## Supplied entries:
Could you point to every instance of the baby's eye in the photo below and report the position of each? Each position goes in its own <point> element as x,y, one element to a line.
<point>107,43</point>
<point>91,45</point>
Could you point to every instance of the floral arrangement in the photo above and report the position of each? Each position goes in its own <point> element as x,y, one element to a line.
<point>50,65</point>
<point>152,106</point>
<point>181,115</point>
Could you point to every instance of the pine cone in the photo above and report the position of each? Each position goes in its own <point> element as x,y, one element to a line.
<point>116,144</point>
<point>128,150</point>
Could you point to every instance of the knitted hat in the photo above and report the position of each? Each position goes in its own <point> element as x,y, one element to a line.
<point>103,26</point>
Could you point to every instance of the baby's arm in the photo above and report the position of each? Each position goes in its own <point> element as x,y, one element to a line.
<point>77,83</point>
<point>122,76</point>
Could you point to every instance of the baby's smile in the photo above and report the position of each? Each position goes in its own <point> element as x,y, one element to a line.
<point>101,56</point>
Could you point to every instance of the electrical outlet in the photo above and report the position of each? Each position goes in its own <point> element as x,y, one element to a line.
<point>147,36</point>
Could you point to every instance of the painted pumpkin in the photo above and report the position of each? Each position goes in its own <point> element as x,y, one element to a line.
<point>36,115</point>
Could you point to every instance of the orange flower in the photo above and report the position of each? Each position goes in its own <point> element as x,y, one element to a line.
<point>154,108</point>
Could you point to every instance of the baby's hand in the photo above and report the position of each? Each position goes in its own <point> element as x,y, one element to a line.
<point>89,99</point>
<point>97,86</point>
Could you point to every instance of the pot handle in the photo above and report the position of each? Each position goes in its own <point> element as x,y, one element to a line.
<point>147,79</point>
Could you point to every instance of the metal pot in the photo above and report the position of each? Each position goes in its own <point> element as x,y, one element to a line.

## Exercise:
Quote the listing above word for word, from its first line through the line containing "<point>101,56</point>", inclusive.

## Problem solution:
Could you point to every instance of the baby's eye in the photo below and report the position of each? Each position goes in its own <point> element as x,y, one element to a line.
<point>107,43</point>
<point>91,45</point>
Could you point to every instance of the floral arrangement in the photo above and report the position of each? Each position goes in its own <point> element as x,y, one element to a line.
<point>50,65</point>
<point>152,106</point>
<point>181,115</point>
Could you point to every instance of the pine cone in the photo above and report the position of each? Each position goes in its own <point> element as x,y, one element to a line.
<point>116,144</point>
<point>128,150</point>
Could you point to every instance of the knitted hat in the photo above and report the position of each? Each position goes in its own <point> element as x,y, one element to a line.
<point>103,26</point>
Could you point to every instance of the baby's arm in the photo above and report the position of each? Each position goes in its own <point> element as x,y, one element to a line.
<point>77,83</point>
<point>122,76</point>
Could you point to every instance of the baby's smile in the photo above and report the position of each? Each position goes in its own <point> element as x,y, one element to a line.
<point>101,56</point>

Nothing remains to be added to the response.